Understanding Form MSME-1: A Comprehensive Guide to Compliance for Indian Companies
Understanding Form MSME-1: A Comprehensive Guide to
Compliance for Indian Companies
Introduction
Form MSME-1 is a critical compliance
tool introduced by the Ministry of Corporate Affairs (MCA) in India to
safeguard the interests of Micro and Small Enterprises (MSEs) by ensuring
timely payments from larger buyers. In the vibrant ecosystem of India's
economy, where MSMEs contribute significantly to employment and GDP, delayed
payments can cripple small suppliers' cash flows. This form mandates specified
companies to disclose outstanding dues exceeding 45 days, promoting
transparency and accountability. As of October 31, 2025—the due date for the
April-September 2025 half-year period—this article delves into every aspect of
Form MSME-1, from its purpose and applicability to filing procedures,
penalties, and best practices. Presented in a point-wise format for clarity,
this guide aims to equip businesses with actionable insights, drawing on the
latest regulatory updates to help avoid costly non-compliance.
1.
What is Form MSME-1?
- Definition and Core Objective: Form MSME-1, officially known as the Half-Yearly
Return on Outstanding Payments to Micro and Small Enterprise Suppliers, is
an e-form submitted to the Registrar of Companies (ROC). It requires
companies to report details of unpaid invoices to MSE suppliers where
payments are overdue beyond 45 days from the date of acceptance or deemed
acceptance of goods or services. The form's primary goal is to monitor and
mitigate payment delays, which, according to a 2023 MCA report, exceeded
Rs. 10,000 crore across the country, severely impacting MSE liquidity.
- Evolution from Initial to Ongoing Reporting: Initially introduced as a one-time return (MSME-1)
for pre-2019 dues, it has evolved into a recurring half-yearly filing
mechanism. This shift underscores the government's proactive stance in
enforcing payment discipline, aligning with broader MSME empowerment
initiatives like the Atmanirbhar Bharat scheme.
- Distinction from Other MSME Forms: Unlike Udyam Registration (for MSE
self-certification) or MSME-2 (an older term for half-yearly returns in
some contexts), Form MSME-1 specifically targets buyer-side disclosures.
It does not involve MSEs directly filing but relies on buyers' verification
of supplier registrations via the Udyam portal.
- Scope of Coverage:
The form captures both manufacturing and service sector supplies, ensuring
comprehensive oversight. For instance, a company procuring raw materials
from an MSE manufacturer or IT services from an MSE provider must report
if dues linger beyond the statutory limit.
- Digital Nature and Integration: As an e-form on the MCA V3 portal, it integrates
seamlessly with other compliance filings like Annual Returns (Form AOC-4),
reducing duplication. This digital-first approach, launched post-2019, has
streamlined submissions, with over 50,000 filings recorded in FY 2024-25
alone, per MCA data.

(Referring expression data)
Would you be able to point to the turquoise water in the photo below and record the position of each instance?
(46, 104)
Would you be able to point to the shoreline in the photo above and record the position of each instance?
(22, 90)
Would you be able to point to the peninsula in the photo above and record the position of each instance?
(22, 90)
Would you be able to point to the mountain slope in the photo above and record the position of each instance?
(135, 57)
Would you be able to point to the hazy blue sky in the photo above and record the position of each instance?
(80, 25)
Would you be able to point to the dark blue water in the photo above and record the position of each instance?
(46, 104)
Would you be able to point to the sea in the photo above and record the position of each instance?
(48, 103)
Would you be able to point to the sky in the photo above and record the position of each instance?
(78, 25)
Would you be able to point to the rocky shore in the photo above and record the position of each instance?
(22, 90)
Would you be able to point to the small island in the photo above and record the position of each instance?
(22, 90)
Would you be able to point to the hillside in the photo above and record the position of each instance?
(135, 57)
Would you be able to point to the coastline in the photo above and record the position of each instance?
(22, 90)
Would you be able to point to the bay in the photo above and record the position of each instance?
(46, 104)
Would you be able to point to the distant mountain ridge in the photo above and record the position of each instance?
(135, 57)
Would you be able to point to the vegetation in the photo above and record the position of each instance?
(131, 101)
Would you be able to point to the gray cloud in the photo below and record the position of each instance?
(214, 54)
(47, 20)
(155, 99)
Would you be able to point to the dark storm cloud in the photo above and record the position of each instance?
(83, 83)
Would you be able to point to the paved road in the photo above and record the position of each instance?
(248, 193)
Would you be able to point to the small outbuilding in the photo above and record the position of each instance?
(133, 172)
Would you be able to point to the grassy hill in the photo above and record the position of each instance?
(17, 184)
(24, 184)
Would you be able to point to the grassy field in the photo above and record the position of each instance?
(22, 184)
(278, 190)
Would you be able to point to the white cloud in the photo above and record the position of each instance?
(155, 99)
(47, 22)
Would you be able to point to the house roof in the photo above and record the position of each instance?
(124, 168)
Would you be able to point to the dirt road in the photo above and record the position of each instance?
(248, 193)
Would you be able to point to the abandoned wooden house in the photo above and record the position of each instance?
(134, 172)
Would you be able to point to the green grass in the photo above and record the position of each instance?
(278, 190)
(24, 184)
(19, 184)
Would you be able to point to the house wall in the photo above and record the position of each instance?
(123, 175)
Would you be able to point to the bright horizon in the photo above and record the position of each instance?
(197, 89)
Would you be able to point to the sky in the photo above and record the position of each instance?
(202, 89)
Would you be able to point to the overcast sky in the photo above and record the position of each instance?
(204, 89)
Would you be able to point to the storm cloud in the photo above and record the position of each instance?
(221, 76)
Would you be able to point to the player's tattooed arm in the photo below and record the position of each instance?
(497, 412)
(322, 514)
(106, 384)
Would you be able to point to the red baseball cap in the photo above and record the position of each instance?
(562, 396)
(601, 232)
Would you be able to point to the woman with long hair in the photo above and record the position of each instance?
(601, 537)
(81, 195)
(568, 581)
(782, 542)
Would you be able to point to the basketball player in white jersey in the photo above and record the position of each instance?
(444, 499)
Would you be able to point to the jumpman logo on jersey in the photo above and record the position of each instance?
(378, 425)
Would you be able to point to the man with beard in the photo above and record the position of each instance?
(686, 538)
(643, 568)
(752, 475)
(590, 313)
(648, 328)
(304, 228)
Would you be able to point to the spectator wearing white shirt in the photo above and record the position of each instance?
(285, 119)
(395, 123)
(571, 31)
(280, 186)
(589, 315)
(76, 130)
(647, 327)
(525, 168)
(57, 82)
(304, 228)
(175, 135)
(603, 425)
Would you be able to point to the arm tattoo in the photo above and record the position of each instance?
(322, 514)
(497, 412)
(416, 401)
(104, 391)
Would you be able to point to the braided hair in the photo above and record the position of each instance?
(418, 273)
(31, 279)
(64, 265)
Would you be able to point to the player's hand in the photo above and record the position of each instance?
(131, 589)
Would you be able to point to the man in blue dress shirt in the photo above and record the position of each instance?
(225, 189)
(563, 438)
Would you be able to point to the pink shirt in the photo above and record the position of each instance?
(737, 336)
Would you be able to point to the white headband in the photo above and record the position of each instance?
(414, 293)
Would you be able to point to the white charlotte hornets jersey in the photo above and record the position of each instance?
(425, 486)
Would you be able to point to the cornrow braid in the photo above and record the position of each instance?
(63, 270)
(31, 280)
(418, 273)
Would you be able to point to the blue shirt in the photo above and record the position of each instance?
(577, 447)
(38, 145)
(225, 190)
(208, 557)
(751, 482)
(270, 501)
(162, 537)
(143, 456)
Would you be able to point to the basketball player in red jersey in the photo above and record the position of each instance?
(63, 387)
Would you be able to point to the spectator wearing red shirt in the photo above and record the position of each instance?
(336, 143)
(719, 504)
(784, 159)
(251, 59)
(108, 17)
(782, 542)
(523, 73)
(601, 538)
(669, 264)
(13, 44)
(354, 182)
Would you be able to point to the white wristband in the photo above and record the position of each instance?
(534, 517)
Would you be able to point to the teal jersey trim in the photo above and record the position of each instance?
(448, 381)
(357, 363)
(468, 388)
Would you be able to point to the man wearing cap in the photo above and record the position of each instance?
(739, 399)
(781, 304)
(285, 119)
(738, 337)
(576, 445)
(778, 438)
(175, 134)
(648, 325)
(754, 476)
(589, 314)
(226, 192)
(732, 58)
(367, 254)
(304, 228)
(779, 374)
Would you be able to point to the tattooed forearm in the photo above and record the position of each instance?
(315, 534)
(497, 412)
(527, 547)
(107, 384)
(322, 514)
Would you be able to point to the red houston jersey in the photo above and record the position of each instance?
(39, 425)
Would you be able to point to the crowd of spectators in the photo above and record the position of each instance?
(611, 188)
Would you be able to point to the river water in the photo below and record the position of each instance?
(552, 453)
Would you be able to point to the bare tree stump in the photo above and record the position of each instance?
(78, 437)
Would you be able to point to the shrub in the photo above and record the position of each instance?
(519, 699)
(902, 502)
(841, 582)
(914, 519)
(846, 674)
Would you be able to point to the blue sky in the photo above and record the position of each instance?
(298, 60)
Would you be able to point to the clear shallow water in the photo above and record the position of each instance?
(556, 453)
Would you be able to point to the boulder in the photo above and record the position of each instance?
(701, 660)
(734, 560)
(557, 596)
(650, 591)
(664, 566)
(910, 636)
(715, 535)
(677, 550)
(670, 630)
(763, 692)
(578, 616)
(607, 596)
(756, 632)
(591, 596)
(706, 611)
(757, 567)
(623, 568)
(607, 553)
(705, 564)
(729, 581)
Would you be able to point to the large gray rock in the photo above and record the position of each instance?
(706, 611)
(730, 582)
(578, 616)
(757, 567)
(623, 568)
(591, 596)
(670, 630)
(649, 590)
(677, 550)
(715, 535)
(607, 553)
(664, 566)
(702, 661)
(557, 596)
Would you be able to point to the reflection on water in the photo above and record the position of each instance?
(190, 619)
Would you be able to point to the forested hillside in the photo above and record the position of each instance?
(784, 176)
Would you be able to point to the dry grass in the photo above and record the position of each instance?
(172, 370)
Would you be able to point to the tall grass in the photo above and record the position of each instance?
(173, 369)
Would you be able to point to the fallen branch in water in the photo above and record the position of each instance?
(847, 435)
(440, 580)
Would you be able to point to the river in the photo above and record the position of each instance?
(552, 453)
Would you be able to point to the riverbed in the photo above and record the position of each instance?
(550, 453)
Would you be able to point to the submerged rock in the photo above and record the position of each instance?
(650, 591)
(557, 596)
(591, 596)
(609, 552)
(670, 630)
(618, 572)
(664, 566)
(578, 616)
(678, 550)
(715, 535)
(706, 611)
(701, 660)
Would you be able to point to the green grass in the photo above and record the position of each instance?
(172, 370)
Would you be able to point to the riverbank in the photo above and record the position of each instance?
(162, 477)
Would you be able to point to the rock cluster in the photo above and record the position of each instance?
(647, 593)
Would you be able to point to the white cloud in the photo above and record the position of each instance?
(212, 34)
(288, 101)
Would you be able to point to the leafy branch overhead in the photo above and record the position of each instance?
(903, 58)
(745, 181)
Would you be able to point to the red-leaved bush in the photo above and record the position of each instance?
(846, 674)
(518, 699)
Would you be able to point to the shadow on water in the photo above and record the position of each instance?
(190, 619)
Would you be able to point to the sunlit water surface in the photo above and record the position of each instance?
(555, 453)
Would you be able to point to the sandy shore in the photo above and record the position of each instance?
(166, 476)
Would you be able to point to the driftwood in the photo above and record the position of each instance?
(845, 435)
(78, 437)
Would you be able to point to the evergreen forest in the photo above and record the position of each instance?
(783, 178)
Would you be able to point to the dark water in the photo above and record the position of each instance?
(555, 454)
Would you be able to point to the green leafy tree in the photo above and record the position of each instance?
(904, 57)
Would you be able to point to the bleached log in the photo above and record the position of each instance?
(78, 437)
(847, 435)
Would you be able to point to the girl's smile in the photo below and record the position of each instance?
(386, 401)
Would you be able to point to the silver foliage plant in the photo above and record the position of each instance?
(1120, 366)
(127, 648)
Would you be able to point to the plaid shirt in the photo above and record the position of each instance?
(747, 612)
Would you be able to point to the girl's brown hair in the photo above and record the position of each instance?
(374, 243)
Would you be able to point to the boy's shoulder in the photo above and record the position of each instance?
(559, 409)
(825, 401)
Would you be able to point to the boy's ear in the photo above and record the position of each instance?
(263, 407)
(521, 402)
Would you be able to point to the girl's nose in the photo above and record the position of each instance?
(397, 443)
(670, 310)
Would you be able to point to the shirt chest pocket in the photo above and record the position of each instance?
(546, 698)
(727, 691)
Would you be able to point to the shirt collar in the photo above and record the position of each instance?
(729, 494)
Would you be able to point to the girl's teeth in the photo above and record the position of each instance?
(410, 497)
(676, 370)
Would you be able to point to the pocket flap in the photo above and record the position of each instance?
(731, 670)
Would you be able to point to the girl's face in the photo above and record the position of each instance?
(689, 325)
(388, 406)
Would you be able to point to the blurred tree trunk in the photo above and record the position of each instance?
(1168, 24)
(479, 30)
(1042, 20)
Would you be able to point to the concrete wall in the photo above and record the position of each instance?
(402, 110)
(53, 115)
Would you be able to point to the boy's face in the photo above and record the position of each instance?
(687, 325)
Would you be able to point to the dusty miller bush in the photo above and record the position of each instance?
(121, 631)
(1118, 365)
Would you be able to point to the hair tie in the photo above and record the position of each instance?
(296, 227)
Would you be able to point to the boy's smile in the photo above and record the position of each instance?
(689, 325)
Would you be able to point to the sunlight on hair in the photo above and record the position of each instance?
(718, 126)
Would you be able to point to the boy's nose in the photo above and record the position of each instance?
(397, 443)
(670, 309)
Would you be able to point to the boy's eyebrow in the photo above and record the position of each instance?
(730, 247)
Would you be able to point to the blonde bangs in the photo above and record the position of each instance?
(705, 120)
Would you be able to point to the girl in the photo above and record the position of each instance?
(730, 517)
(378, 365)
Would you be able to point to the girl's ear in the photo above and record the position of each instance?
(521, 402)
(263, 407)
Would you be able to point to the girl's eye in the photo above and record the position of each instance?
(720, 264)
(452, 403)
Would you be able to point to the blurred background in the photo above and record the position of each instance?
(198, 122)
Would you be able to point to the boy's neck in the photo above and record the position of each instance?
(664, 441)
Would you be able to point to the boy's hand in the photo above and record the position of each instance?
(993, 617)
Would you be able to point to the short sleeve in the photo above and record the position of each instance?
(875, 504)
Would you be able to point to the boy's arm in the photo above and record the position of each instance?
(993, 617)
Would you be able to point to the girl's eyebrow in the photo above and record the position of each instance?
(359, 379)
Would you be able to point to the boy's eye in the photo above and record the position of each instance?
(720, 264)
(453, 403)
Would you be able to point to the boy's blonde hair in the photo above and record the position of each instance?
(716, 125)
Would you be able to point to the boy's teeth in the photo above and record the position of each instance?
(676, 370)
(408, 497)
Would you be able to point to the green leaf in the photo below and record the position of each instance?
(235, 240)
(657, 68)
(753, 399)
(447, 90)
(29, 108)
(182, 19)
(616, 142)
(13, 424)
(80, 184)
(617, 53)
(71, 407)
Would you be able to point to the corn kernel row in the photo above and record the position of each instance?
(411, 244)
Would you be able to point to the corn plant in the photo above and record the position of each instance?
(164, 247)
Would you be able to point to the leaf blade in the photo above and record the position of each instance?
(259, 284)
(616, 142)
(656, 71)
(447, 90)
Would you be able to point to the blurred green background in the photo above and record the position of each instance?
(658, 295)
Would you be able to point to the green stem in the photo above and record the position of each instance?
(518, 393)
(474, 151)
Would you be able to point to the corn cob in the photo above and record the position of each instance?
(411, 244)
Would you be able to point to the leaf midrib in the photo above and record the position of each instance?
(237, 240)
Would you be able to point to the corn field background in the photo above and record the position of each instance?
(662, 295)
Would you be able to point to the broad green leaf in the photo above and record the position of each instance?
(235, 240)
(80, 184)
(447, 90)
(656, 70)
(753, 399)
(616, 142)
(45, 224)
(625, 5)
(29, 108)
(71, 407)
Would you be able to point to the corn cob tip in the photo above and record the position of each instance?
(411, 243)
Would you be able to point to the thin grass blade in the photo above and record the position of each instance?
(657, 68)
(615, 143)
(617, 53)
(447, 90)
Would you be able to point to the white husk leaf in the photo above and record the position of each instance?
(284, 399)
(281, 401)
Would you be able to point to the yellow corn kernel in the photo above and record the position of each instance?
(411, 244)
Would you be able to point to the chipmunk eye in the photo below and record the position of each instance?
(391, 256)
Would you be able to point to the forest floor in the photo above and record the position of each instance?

> **Study questions**:
1. Please answer these questions from the Form MSME-1 guide:
(a) Past how many days must dues to MSE suppliers remain unpaid before a company has to report them?
(b) By what amount did payment delays exceed across the country, according to a 2023 MCA report?
(c) How many filings were recorded in FY 2024-25, per MCA data?
2. Retype the part of the Form MSME-1 guide starting with "- Distinction from" and going on through "the statutory limit.".

> **Exercise solutions**:
1.
(a) 45 days
(b) Rs. 10,000 crore
(c) Over 50,000

2.
- Distinction from Other MSME Forms: Unlike Udyam Registration (for MSE
self-certification) or MSME-2 (an older term for half-yearly returns in
some contexts), Form MSME-1 specifically targets buyer-side disclosures.
It does not involve MSEs directly filing but relies on buyers' verification
of supplier registrations via the Udyam portal.
- Scope of Coverage:
The form captures both manufacturing and service sector supplies, ensuring
comprehensive oversight. For instance, a company procuring raw materials
from an MSE manufacturer or IT services from an MSE provider must report
if dues linger beyond the statutory limit.